• **ZU ERLEDIGENDE AUFGABE**
Gib den Abschnitt des Textauszugs erneut wieder, beginnend bei der Stelle mit „In seiner Regierungserklärung“ und endend nach „31-seitige Papier nichts.“. Tausche dabei „Regierungserklärung“ gegen „Grundsatzrede“ aus.

Scherf: Der Kanzler „sieht das genauso“

In seiner Regierungserklärung blieb Henning Scherf jede klare Aussage zu den Perspektiven Bremens nach dem Ende der Kanzlerbrief-Illusion schuldig. Beim Sparen müsse „eine neue Qualität her“, kündigte er an. Und eine Perspektive für die Zäsur

Bremen taz ■ Seit einigen Wochen hatte das Bremer Rathaus eine „Regierungserklärung“ für den gestrigen Mittwoch angekündigt. Die Parlamentarier sollten verbindliche Auskunft erhalten über Bremens Lage oder besser darüber, wie der Regierungschef die Lage sieht. Aber schon im Vorfeld war klar: Das Papier, das ihm seine Verwaltung vorbereitet hatte und über dem „Regierungserklärung“ steht, wollte Henning Scherf nicht vorlesen. Denn zur Lage stand da nichts drin – eher ist es eine „Chronologie der Ereignisse“: Über die Perspektiven sagt das 31-seitige Papier nichts.

Henning Scherf wollte frei von einer schriftlichen Erklärung reden. Der Kanzler „versteht die Lage“, in die Bremen gekommen sei, versicherte Scherf, „er sieht das genauso. Wir haben darüber offen geredet“. Aber der Finanzminister habe „sich nicht bewegen wollen“. So einfach kann ein Weltbild sein. Im Interview des Deutschlandfunks am 18.2. hatte Scherf erklärt: „Wir hätten Geld nur über einen neuen Sanierungsvertrag gekriegt“ und der werde Bremen „verweigert“. Mit einer neuen Klage müsse Bremen diesen Vertrag durchsetzen. Da hatte Scherf auch behauptet, der Senat sei nicht unvorbereitet in die entstandene Lage hinein geschliddert: „Wir haben natürlich diesen Plan B, aber niemandem davon gesagt.“

Davon war gestern im Parlament nichts zu merken. Scherf erging sich in Allgemeinheiten. Es sei ein „enttäuschendes Ergebnis“. Er habe sich dennoch schriftlich Schröder „mit großen Dank“ das „faire Entgegenkommen des Bundeskanzlers“ bestätigt, weil Bremen „weiter verhandlungsfähig bleiben“ müsse – auch mit „Mitgliedern der Bundesregierung, die danach kommt“.

• **ANGEZEIGTE DATEN**
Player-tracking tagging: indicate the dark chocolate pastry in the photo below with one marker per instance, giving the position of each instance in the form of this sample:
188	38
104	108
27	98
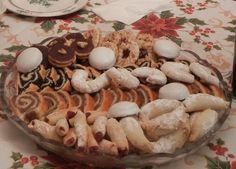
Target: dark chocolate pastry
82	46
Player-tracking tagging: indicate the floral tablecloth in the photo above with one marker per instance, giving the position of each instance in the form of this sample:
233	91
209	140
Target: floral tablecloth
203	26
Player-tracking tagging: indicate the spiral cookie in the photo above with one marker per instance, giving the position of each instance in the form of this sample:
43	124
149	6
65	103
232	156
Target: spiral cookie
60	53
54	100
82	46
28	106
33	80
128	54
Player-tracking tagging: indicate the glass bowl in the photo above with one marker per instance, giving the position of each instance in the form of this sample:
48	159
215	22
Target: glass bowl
==
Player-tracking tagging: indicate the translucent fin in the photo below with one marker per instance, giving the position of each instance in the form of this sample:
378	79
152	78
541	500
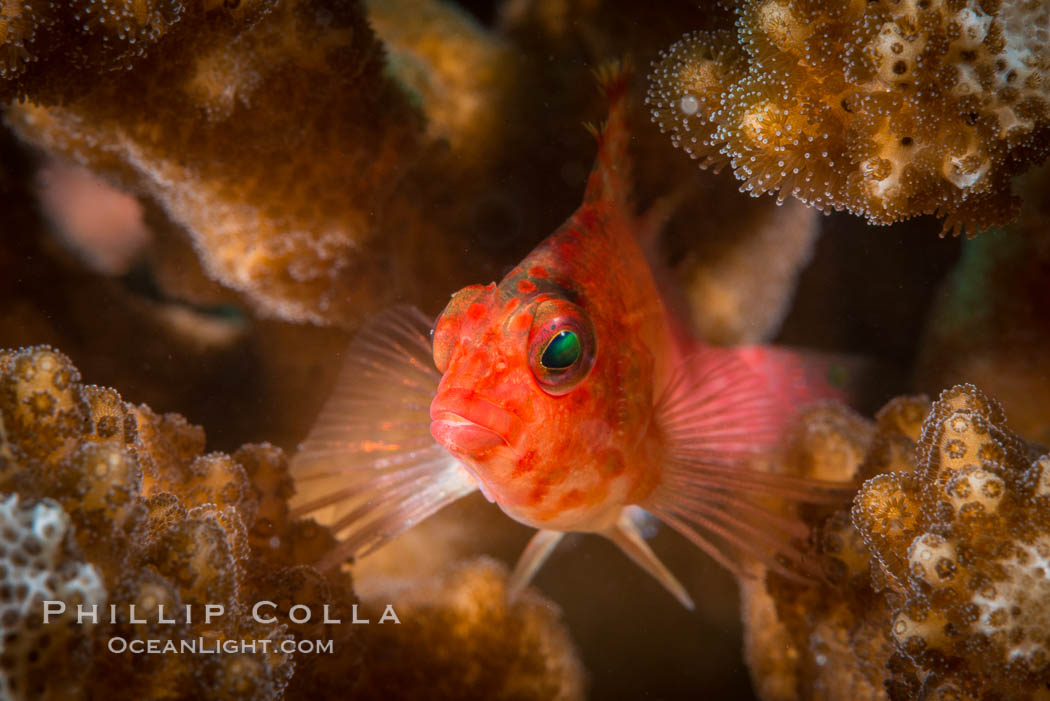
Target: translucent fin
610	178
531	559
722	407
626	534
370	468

• **ANTWORT ZUR AUFGABE**
In seiner Grundsatzrede blieb Henning Scherf jede klare Aussage zu den Perspektiven Bremens nach dem Ende der Kanzlerbrief-Illusion schuldig. Beim Sparen müsse „eine neue Qualität her“, kündigte er an. Und eine Perspektive für die Zäsur

Bremen taz ■ Seit einigen Wochen hatte das Bremer Rathaus eine „Grundsatzrede“ für den gestrigen Mittwoch angekündigt. Die Parlamentarier sollten verbindliche Auskunft erhalten über Bremens Lage oder besser darüber, wie der Regierungschef die Lage sieht. Aber schon im Vorfeld war klar: Das Papier, das ihm seine Verwaltung vorbereitet hatte und über dem „Grundsatzrede“ steht, wollte Henning Scherf nicht vorlesen. Denn zur Lage stand da nichts drin – eher ist es eine „Chronologie der Ereignisse“: Über die Perspektiven sagt das 31-seitige Papier nichts.